[Directions]
Arrange the material, starting at its first line and ending at the line containing "positive clicks: (41, 0) (86, 3) (56, 0)", as a Markdown table with the columns Row and Line, where Row gives a running number and Line holds that line's text. Leave out blank lines and pictures.

[Materials provided]

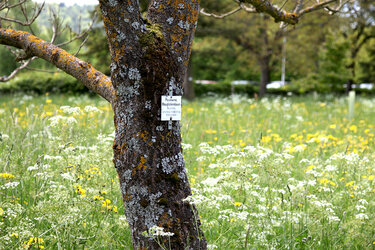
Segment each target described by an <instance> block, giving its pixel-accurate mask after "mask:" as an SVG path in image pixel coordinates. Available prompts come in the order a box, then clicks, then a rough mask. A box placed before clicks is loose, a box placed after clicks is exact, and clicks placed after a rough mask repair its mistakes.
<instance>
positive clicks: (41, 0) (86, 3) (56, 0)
mask: <svg viewBox="0 0 375 250" xmlns="http://www.w3.org/2000/svg"><path fill="white" fill-rule="evenodd" d="M34 2H38V3H42V2H46V3H65V5H68V6H70V5H74V4H78V5H90V4H91V5H92V4H98V3H99V1H98V0H34Z"/></svg>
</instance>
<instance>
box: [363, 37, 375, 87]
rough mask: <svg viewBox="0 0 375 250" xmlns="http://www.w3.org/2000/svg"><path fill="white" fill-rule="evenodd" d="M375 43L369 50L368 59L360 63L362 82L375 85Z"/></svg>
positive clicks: (373, 42) (368, 47) (370, 46)
mask: <svg viewBox="0 0 375 250" xmlns="http://www.w3.org/2000/svg"><path fill="white" fill-rule="evenodd" d="M374 46H375V41H374V42H373V43H372V44H370V46H368V48H367V53H368V58H366V59H364V60H362V61H361V62H360V68H361V73H362V74H361V76H360V81H362V82H368V83H375V47H374Z"/></svg>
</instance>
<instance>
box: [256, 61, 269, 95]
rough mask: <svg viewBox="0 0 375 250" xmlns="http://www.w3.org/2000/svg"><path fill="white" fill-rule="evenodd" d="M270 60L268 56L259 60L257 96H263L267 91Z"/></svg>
mask: <svg viewBox="0 0 375 250" xmlns="http://www.w3.org/2000/svg"><path fill="white" fill-rule="evenodd" d="M269 64H270V60H269V58H268V57H264V58H261V59H260V60H259V65H260V86H259V97H263V96H264V95H265V94H266V92H267V84H268V83H269V82H270V78H271V77H270V75H271V69H270V65H269Z"/></svg>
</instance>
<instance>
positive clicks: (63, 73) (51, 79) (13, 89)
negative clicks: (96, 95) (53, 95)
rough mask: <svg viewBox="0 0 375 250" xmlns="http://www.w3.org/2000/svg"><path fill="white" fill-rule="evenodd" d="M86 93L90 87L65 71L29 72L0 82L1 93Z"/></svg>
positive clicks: (37, 93) (73, 93) (39, 93)
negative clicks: (47, 72)
mask: <svg viewBox="0 0 375 250" xmlns="http://www.w3.org/2000/svg"><path fill="white" fill-rule="evenodd" d="M17 92H22V93H36V94H44V93H47V92H49V93H71V94H78V93H86V92H88V89H87V88H86V87H85V86H84V85H83V84H82V83H80V82H79V81H78V80H76V79H75V78H74V77H72V76H70V75H67V74H65V73H53V74H51V73H45V72H27V73H25V74H19V75H18V76H17V77H16V78H14V79H12V80H11V81H9V82H6V83H1V84H0V93H3V94H7V93H17Z"/></svg>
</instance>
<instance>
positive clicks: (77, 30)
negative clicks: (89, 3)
mask: <svg viewBox="0 0 375 250" xmlns="http://www.w3.org/2000/svg"><path fill="white" fill-rule="evenodd" d="M94 8H95V5H84V6H79V5H76V4H75V5H72V6H67V5H65V4H64V3H60V4H56V3H55V4H47V3H46V5H45V7H44V9H43V11H42V13H41V14H40V16H39V18H38V25H39V26H40V27H41V28H42V29H48V28H50V27H51V23H50V21H51V11H54V12H55V13H56V14H58V16H59V17H60V19H61V21H62V23H63V25H64V26H65V25H68V26H69V27H71V28H72V30H73V31H74V32H79V31H80V29H81V30H82V29H85V28H86V27H88V25H89V24H90V22H91V20H92V18H91V12H92V11H93V10H94Z"/></svg>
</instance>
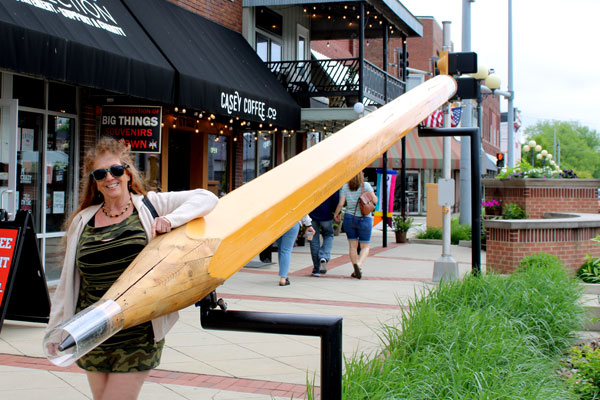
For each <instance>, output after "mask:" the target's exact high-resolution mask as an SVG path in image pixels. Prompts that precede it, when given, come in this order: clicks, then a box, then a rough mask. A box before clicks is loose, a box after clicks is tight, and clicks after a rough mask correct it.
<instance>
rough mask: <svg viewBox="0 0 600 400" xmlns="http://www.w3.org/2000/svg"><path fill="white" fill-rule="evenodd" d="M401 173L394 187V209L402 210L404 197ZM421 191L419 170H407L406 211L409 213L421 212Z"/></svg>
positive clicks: (396, 181)
mask: <svg viewBox="0 0 600 400" xmlns="http://www.w3.org/2000/svg"><path fill="white" fill-rule="evenodd" d="M401 188H402V186H401V180H400V173H398V179H396V188H395V189H394V193H395V194H394V210H401V209H402V207H401V205H400V202H401V199H402V190H401ZM420 199H421V191H420V182H419V171H406V212H407V213H409V214H418V213H420V212H421V207H420V205H421V202H420Z"/></svg>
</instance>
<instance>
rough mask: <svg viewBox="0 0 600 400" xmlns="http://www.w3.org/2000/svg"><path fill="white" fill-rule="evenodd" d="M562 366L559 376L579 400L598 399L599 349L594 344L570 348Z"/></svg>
mask: <svg viewBox="0 0 600 400" xmlns="http://www.w3.org/2000/svg"><path fill="white" fill-rule="evenodd" d="M564 364H565V365H564V367H563V368H562V369H561V375H562V376H563V377H564V378H565V380H566V382H567V385H568V386H569V387H570V388H571V389H572V390H573V391H574V392H575V393H577V394H578V395H579V398H580V399H582V400H595V399H599V398H600V349H599V348H598V344H597V343H596V342H592V343H591V344H589V345H588V344H585V345H582V346H575V347H573V348H571V350H570V351H569V357H568V359H567V360H566V361H565V363H564Z"/></svg>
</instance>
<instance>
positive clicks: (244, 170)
mask: <svg viewBox="0 0 600 400" xmlns="http://www.w3.org/2000/svg"><path fill="white" fill-rule="evenodd" d="M243 137H244V140H243V143H242V145H243V146H244V151H243V153H244V165H243V168H242V183H246V182H250V181H251V180H252V179H254V178H256V142H257V141H258V140H255V139H258V137H257V136H256V134H255V133H254V132H244V136H243Z"/></svg>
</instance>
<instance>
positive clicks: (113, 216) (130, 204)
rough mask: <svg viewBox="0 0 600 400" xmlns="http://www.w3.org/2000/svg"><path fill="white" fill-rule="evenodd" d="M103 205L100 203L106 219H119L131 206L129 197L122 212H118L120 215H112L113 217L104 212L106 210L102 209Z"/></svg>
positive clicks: (104, 208)
mask: <svg viewBox="0 0 600 400" xmlns="http://www.w3.org/2000/svg"><path fill="white" fill-rule="evenodd" d="M104 204H105V203H102V212H103V213H104V215H106V216H107V217H109V218H117V217H120V216H121V215H123V214H125V212H126V211H127V210H129V206H131V197H130V198H129V202H128V203H127V205H126V206H125V208H124V209H123V211H121V212H120V213H118V214H114V215H113V214H110V213H109V212H108V211H106V209H105V208H104Z"/></svg>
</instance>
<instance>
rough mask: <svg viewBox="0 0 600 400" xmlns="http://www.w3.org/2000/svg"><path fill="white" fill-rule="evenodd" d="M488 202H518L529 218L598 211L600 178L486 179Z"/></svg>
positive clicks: (540, 217) (486, 198)
mask: <svg viewBox="0 0 600 400" xmlns="http://www.w3.org/2000/svg"><path fill="white" fill-rule="evenodd" d="M482 184H483V186H484V188H485V195H484V199H485V201H489V200H493V199H495V200H498V201H499V202H500V203H501V204H507V203H516V204H519V205H520V206H521V207H523V209H524V210H525V211H526V212H527V215H528V217H529V218H542V217H543V215H544V213H547V212H575V213H598V187H600V180H599V179H545V178H539V179H538V178H526V179H483V180H482Z"/></svg>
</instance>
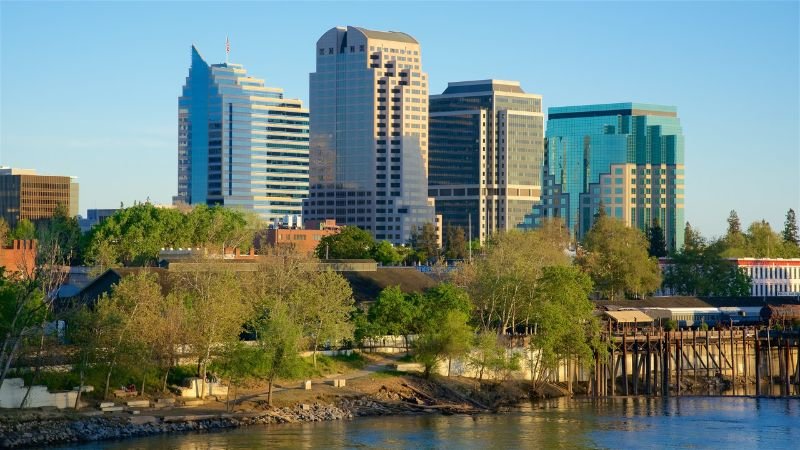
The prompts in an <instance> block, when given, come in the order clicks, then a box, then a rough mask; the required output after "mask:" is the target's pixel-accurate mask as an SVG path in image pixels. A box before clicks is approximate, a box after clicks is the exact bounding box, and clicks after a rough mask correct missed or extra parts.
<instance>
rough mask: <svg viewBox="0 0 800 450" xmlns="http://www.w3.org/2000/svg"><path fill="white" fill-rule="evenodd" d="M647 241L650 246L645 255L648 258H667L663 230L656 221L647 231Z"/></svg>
mask: <svg viewBox="0 0 800 450" xmlns="http://www.w3.org/2000/svg"><path fill="white" fill-rule="evenodd" d="M647 240H648V242H649V244H650V245H649V248H648V250H647V253H648V254H649V255H650V256H655V257H656V258H661V257H664V256H667V241H666V239H665V238H664V229H663V228H661V223H659V221H658V219H655V220H654V221H653V225H652V226H651V227H650V228H649V229H648V230H647Z"/></svg>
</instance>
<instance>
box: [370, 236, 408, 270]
mask: <svg viewBox="0 0 800 450" xmlns="http://www.w3.org/2000/svg"><path fill="white" fill-rule="evenodd" d="M371 254H372V255H371V256H372V258H373V259H374V260H375V261H378V262H379V263H381V264H383V265H384V266H394V265H396V264H398V263H399V262H400V261H402V257H401V256H400V253H398V252H397V250H396V249H395V248H394V245H392V243H391V242H389V241H380V242H379V243H377V244H376V245H375V246H374V247H373V249H372V252H371Z"/></svg>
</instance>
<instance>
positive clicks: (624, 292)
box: [577, 217, 661, 300]
mask: <svg viewBox="0 0 800 450" xmlns="http://www.w3.org/2000/svg"><path fill="white" fill-rule="evenodd" d="M647 248H648V244H647V240H646V239H645V236H644V234H642V233H641V232H640V231H639V230H637V229H634V228H630V227H628V226H626V225H625V223H623V222H622V221H620V220H617V219H614V218H610V217H599V218H598V220H597V221H596V222H595V223H594V225H593V226H592V229H591V230H590V231H589V233H587V234H586V236H585V238H584V242H583V251H581V252H579V254H578V258H577V262H578V264H579V265H580V266H581V268H583V270H584V271H585V272H586V273H587V274H589V276H590V277H591V278H592V281H593V282H594V285H595V289H596V290H597V292H598V293H599V294H600V295H601V296H603V297H605V298H608V299H611V300H614V299H616V298H618V297H619V296H620V295H629V296H634V297H639V296H642V295H645V294H647V293H650V292H653V291H655V290H656V289H658V287H659V286H660V285H661V270H660V269H659V267H658V261H657V260H656V258H653V257H650V256H649V255H648V254H647Z"/></svg>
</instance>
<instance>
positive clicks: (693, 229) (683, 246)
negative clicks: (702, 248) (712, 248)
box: [681, 222, 705, 251]
mask: <svg viewBox="0 0 800 450" xmlns="http://www.w3.org/2000/svg"><path fill="white" fill-rule="evenodd" d="M704 246H705V241H704V240H703V237H702V236H701V235H700V231H698V230H695V229H694V228H692V225H691V224H690V223H689V222H686V226H685V227H684V229H683V249H681V250H686V251H692V250H696V249H699V248H702V247H704Z"/></svg>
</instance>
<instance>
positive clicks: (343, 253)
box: [316, 226, 375, 259]
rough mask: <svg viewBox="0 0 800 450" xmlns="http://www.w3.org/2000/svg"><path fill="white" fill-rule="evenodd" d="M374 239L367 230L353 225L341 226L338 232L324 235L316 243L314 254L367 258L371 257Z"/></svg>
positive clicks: (357, 258) (353, 257) (330, 256)
mask: <svg viewBox="0 0 800 450" xmlns="http://www.w3.org/2000/svg"><path fill="white" fill-rule="evenodd" d="M374 247H375V239H373V238H372V235H371V234H370V233H369V232H368V231H364V230H362V229H361V228H358V227H355V226H346V227H342V229H341V230H339V232H338V233H336V234H332V235H330V236H325V237H323V238H322V239H321V240H320V241H319V245H317V249H316V256H317V257H318V258H325V257H326V255H327V257H328V258H331V259H367V258H371V257H372V249H373V248H374Z"/></svg>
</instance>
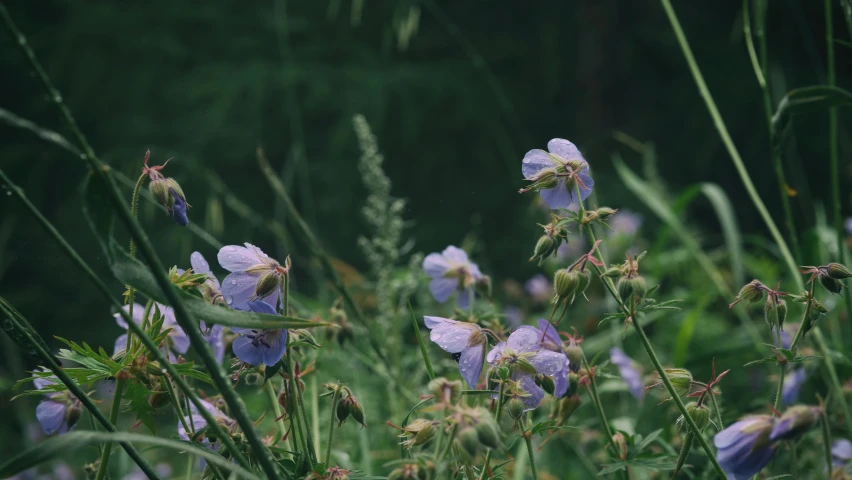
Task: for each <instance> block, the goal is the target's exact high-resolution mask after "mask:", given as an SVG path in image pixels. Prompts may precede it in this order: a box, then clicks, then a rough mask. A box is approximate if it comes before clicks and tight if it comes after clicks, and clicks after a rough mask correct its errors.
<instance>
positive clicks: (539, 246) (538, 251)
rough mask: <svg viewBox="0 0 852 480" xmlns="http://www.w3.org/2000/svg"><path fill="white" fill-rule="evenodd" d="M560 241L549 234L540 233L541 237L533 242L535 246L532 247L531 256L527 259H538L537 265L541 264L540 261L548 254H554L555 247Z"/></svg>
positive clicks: (544, 257)
mask: <svg viewBox="0 0 852 480" xmlns="http://www.w3.org/2000/svg"><path fill="white" fill-rule="evenodd" d="M560 243H561V242H560V241H559V240H557V239H555V238H553V237H552V236H550V235H547V234H545V235H542V236H541V238H539V239H538V241H537V242H536V244H535V248H534V249H533V256H532V257H530V260H529V261H531V262H532V261H535V260H538V265H539V266H541V262H542V261H544V259H546V258H547V257H549V256H552V255H554V254H556V250H557V248H559V244H560Z"/></svg>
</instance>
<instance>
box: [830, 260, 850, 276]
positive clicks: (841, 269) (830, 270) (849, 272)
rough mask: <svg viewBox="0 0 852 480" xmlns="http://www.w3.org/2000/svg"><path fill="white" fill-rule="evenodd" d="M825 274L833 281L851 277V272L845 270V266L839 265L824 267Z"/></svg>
mask: <svg viewBox="0 0 852 480" xmlns="http://www.w3.org/2000/svg"><path fill="white" fill-rule="evenodd" d="M826 273H828V276H829V277H831V278H833V279H835V280H843V279H846V278H849V277H852V271H849V269H848V268H846V265H843V264H840V263H829V264H828V265H826Z"/></svg>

[The answer]
| Row | Line |
|---|---|
| 1 | Segment each target described by an <instance> block, giving its pixel-accurate mask after "mask:" as an SVG path in image pixel coordinates. Available prompts come in the order a box, then clicks, then a rough mask. A box placed before clicks is loose, a box placed after clicks is exact, and clicks placed after a rough mask repair its mistakes. |
| 2 | <instance> |
| 3 | positive clicks: (41, 0) (86, 3) (56, 0) |